SUPPLIED DATA ->
BEGIN

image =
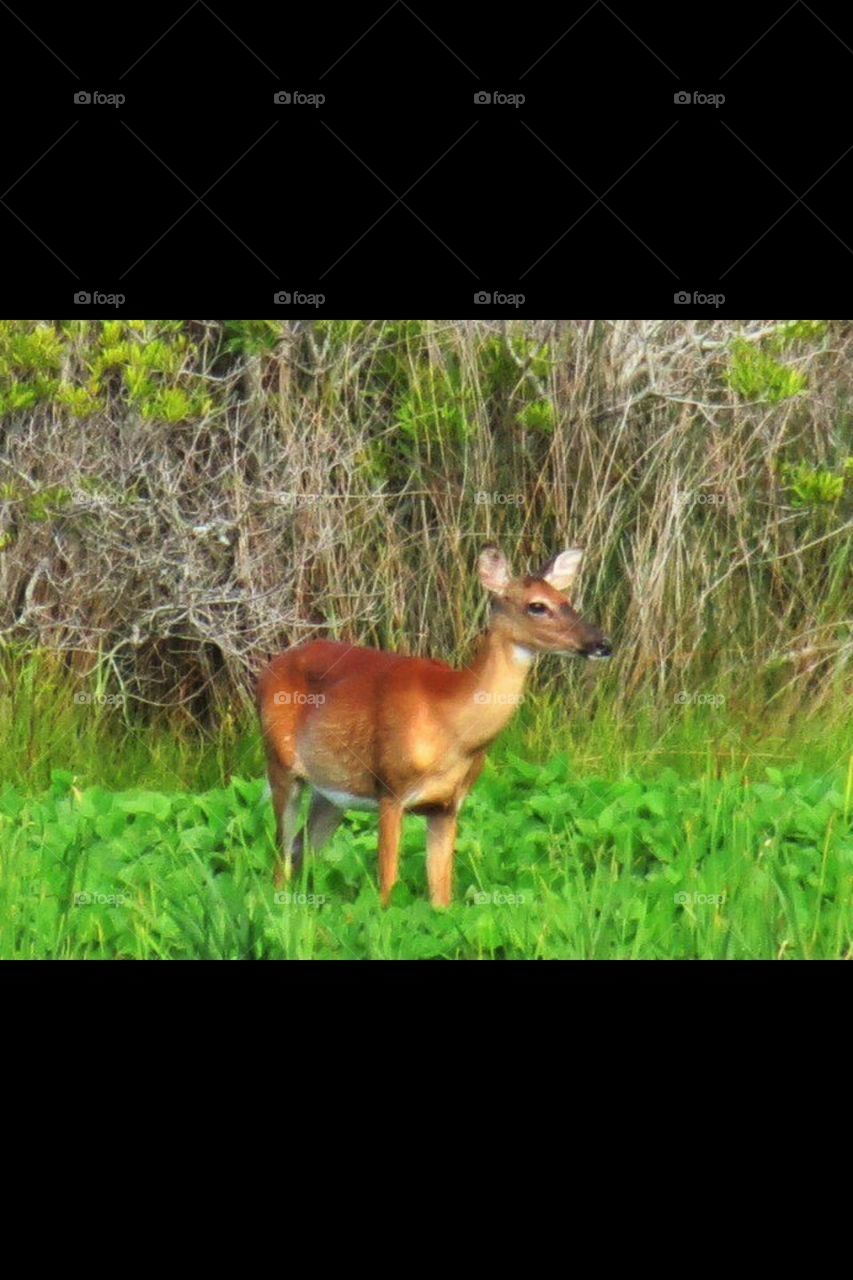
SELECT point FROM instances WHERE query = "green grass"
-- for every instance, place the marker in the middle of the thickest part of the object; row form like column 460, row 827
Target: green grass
column 717, row 863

END

PROMPT ->
Copy every row above word for word, and leave the picture out of your answer.

THE ANSWER ->
image =
SELECT point FROM instances WHERE query = "green grass"
-- for every instance, place the marker in the middle of the thickest part of the object; row form like column 460, row 827
Target: green grass
column 717, row 863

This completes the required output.